Work required
Copy exactly, from the beginning of the material below, every line up to and including the one holding "grass --coords pixels", with the pictures left out.

Dataset
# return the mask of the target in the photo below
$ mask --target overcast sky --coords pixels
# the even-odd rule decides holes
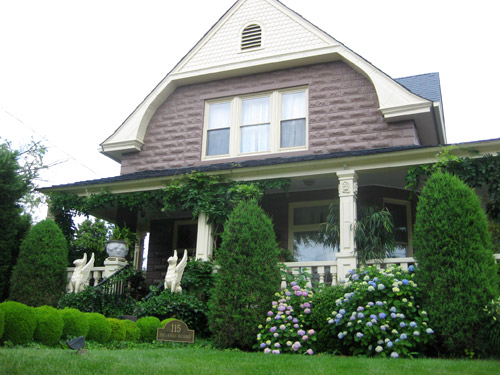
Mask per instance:
[[[283,0],[393,78],[439,72],[448,142],[500,138],[494,0]],[[0,0],[0,137],[40,186],[119,174],[97,148],[234,0]]]

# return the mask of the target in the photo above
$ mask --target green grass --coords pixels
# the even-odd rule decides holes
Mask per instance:
[[[329,355],[265,355],[205,348],[89,349],[87,355],[48,348],[0,348],[1,374],[500,374],[494,360],[368,359]]]

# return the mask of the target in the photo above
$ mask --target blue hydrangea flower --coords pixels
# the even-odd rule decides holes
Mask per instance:
[[[391,358],[398,358],[398,357],[399,357],[398,353],[396,353],[396,352],[391,353]]]
[[[417,326],[417,323],[415,322],[410,322],[410,327],[415,328]]]

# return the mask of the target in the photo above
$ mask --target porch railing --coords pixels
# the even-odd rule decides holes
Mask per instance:
[[[495,262],[500,263],[500,254],[494,254]],[[415,265],[415,258],[386,258],[382,262],[370,260],[367,262],[368,265],[374,265],[377,268],[387,268],[391,265],[401,266],[402,269],[407,270],[409,266]],[[340,281],[339,275],[337,275],[337,261],[317,261],[317,262],[286,262],[285,266],[288,272],[294,275],[298,275],[301,271],[305,271],[311,275],[311,279],[308,280],[308,286],[314,285],[336,285]],[[341,275],[343,276],[343,275]],[[286,280],[283,277],[281,282],[281,287],[286,287]]]
[[[104,277],[103,277],[104,269],[105,269],[104,266],[91,268],[89,285],[97,285],[102,280],[104,280]],[[69,284],[69,281],[71,280],[71,276],[73,276],[73,272],[75,271],[75,267],[68,267],[66,271],[67,271],[68,284]]]

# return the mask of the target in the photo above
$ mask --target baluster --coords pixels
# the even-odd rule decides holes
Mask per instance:
[[[324,284],[325,283],[325,267],[324,266],[318,267],[318,275],[319,275],[319,285]]]

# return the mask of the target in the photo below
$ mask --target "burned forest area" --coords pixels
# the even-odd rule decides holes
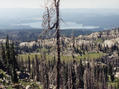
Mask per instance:
[[[0,89],[119,89],[119,26],[62,29],[61,3],[40,29],[0,30]]]

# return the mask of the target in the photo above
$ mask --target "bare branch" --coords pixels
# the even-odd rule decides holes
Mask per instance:
[[[50,30],[55,29],[56,38],[57,38],[57,88],[60,89],[60,68],[61,68],[61,58],[60,58],[60,16],[59,16],[59,3],[60,0],[52,0],[52,6],[46,6],[46,14],[43,16],[43,30],[45,34]],[[52,22],[53,21],[53,22]]]

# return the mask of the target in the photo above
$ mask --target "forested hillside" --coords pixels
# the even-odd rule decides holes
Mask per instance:
[[[61,34],[67,37],[70,37],[73,33],[74,36],[90,34],[92,32],[100,31],[99,29],[63,29]],[[42,30],[41,29],[21,29],[21,30],[0,30],[0,39],[6,38],[6,35],[9,35],[9,38],[16,41],[34,41],[40,37]],[[53,37],[53,36],[48,36]]]
[[[119,30],[61,37],[61,89],[119,88]],[[29,45],[28,45],[29,44]],[[1,42],[2,89],[55,89],[56,39]]]

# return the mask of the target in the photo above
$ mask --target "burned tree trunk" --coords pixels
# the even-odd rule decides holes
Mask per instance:
[[[57,89],[60,88],[60,64],[61,64],[61,60],[60,60],[60,31],[59,31],[59,0],[56,4],[56,18],[57,18],[57,22],[56,22],[56,31],[57,31]]]
[[[50,30],[55,30],[57,39],[57,89],[60,89],[60,68],[61,68],[61,58],[60,58],[60,12],[59,5],[60,0],[52,0],[51,5],[46,5],[46,13],[43,16],[43,28],[44,34]],[[55,18],[55,20],[54,20]],[[52,25],[52,26],[51,26]]]

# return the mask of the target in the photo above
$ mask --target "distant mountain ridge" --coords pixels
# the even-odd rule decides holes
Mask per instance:
[[[93,32],[101,31],[101,29],[61,29],[61,36],[71,37],[72,34],[76,37],[79,35],[87,35]],[[0,39],[6,38],[9,35],[10,39],[17,41],[33,41],[37,40],[42,32],[42,29],[6,29],[0,30]],[[47,35],[46,35],[47,37]],[[49,37],[52,37],[49,35]]]
[[[118,9],[61,9],[64,23],[61,28],[100,28],[119,27]],[[0,9],[0,29],[41,28],[41,9]]]

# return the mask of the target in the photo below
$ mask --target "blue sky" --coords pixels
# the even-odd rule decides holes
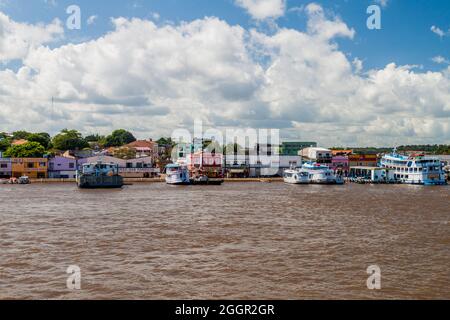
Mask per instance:
[[[0,131],[148,138],[198,119],[323,146],[450,143],[450,1],[0,0]]]
[[[305,16],[294,8],[311,1],[288,0],[287,14],[277,20],[280,27],[303,30]],[[431,61],[435,56],[450,53],[450,37],[439,37],[431,32],[437,26],[444,32],[450,29],[450,2],[448,0],[389,0],[382,8],[382,30],[368,30],[366,9],[373,0],[322,0],[314,1],[342,18],[356,31],[354,41],[339,40],[344,52],[364,61],[365,68],[381,68],[390,62],[399,65],[420,65],[425,70],[438,70],[440,66]],[[234,0],[7,0],[1,10],[20,22],[50,22],[55,18],[65,21],[66,8],[76,4],[82,9],[83,28],[67,31],[66,42],[94,39],[111,31],[111,17],[139,17],[154,19],[159,24],[202,19],[215,16],[229,24],[246,28],[261,25],[252,20]],[[88,26],[86,19],[96,15],[95,24]],[[264,23],[262,23],[264,24]]]

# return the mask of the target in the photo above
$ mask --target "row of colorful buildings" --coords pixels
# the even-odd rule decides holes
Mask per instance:
[[[119,172],[127,178],[151,178],[158,176],[159,168],[154,166],[152,157],[123,160],[110,156],[93,156],[88,158],[68,158],[56,156],[52,158],[0,158],[0,178],[30,179],[74,179],[77,169],[84,163],[114,163]]]
[[[26,140],[20,142],[26,143]],[[0,178],[27,176],[30,179],[74,179],[81,165],[99,161],[117,164],[124,177],[150,178],[160,173],[156,167],[158,148],[158,144],[150,139],[138,140],[120,148],[66,151],[58,156],[43,158],[3,158],[0,153]],[[113,156],[124,150],[132,150],[134,158]]]
[[[314,142],[257,144],[251,149],[232,154],[205,152],[202,145],[202,141],[179,144],[178,150],[173,153],[178,155],[178,159],[172,161],[184,163],[190,170],[206,170],[211,175],[224,174],[230,178],[282,176],[284,170],[299,167],[306,161],[325,164],[336,174],[348,176],[351,168],[378,167],[380,157],[377,154],[354,153],[353,150],[319,148]],[[135,150],[136,158],[114,156],[124,148]],[[0,154],[0,178],[28,176],[31,179],[73,179],[81,165],[99,161],[117,164],[124,177],[151,178],[164,171],[165,163],[161,161],[160,155],[159,146],[151,139],[136,141],[116,149],[67,151],[59,156],[46,158],[5,159]],[[450,159],[447,160],[447,164],[450,164]]]

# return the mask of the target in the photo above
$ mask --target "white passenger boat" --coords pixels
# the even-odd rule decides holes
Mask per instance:
[[[389,168],[391,180],[407,184],[444,185],[447,184],[442,162],[423,154],[405,156],[397,153],[384,155],[381,167]]]
[[[191,183],[189,170],[180,164],[169,164],[166,166],[166,183],[173,185],[188,185]]]
[[[305,163],[300,169],[286,170],[283,178],[291,184],[344,184],[344,179],[333,170],[315,162]]]
[[[344,184],[344,179],[336,176],[328,166],[315,162],[307,162],[302,170],[309,175],[311,184]]]
[[[309,174],[301,169],[289,169],[284,171],[284,182],[290,184],[309,184]]]

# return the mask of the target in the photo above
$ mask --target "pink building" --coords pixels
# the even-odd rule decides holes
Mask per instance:
[[[345,155],[333,156],[330,168],[334,170],[335,173],[341,173],[343,176],[347,176],[350,171],[348,156]]]

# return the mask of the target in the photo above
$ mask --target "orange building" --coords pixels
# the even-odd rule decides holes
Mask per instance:
[[[353,153],[353,150],[331,150],[331,154],[334,156],[349,156]]]
[[[12,176],[20,178],[27,176],[30,179],[47,178],[48,160],[46,158],[13,158]]]
[[[348,156],[350,167],[376,167],[378,156],[376,154],[351,154]]]

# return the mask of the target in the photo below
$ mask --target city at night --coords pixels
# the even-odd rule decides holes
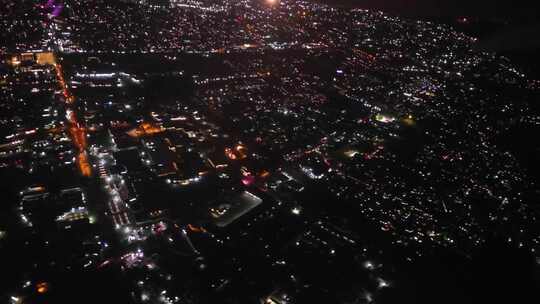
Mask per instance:
[[[540,302],[527,1],[1,6],[0,303]]]

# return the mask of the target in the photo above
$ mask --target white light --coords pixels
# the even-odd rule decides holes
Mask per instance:
[[[364,262],[364,268],[371,270],[371,269],[375,268],[375,265],[373,265],[373,263],[371,261],[365,261]]]
[[[383,280],[381,278],[379,278],[378,281],[379,281],[379,289],[390,286],[390,284],[388,282],[386,282],[385,280]]]
[[[294,207],[292,210],[291,210],[292,214],[294,215],[300,215],[300,208],[299,207]]]
[[[147,293],[143,293],[141,295],[141,300],[146,302],[146,301],[150,300],[150,296]]]

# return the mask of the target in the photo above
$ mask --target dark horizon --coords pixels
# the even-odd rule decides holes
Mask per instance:
[[[321,0],[321,2],[377,9],[409,17],[477,17],[501,21],[538,22],[540,12],[531,1],[467,0]]]

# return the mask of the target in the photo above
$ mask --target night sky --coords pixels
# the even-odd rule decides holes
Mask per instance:
[[[410,16],[480,16],[503,19],[539,20],[535,2],[527,0],[324,0]]]

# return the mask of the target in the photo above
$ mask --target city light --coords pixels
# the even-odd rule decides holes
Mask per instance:
[[[41,282],[36,284],[36,291],[38,293],[46,293],[49,290],[49,284],[46,282]]]
[[[524,16],[4,2],[6,302],[437,302],[424,268],[489,302],[440,279],[540,264],[538,35],[487,39]],[[494,297],[535,294],[522,264]]]

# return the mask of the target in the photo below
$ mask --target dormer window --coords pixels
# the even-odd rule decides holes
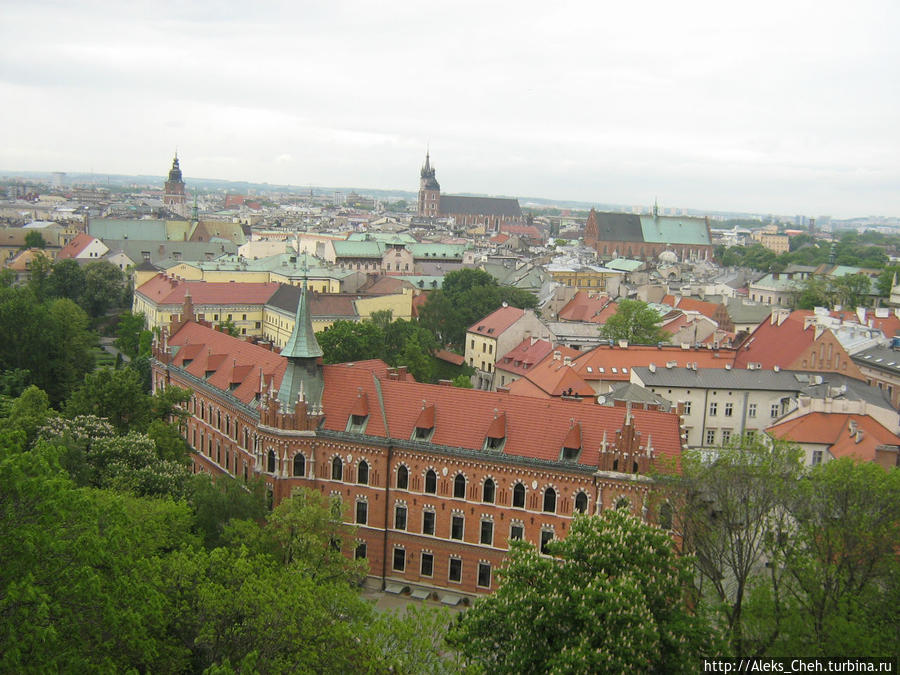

Answer space
# return the mask of the target in the photo below
$ mask --target overcast sky --coords pixels
# the even-odd rule decides holes
Mask per instance:
[[[283,0],[393,78],[439,72],[448,142],[500,138],[494,0]],[[0,0],[0,137],[40,186],[119,174],[97,148],[234,0]]]

# return the mask of the target in the photo above
$ mask --target green grass --coords pixels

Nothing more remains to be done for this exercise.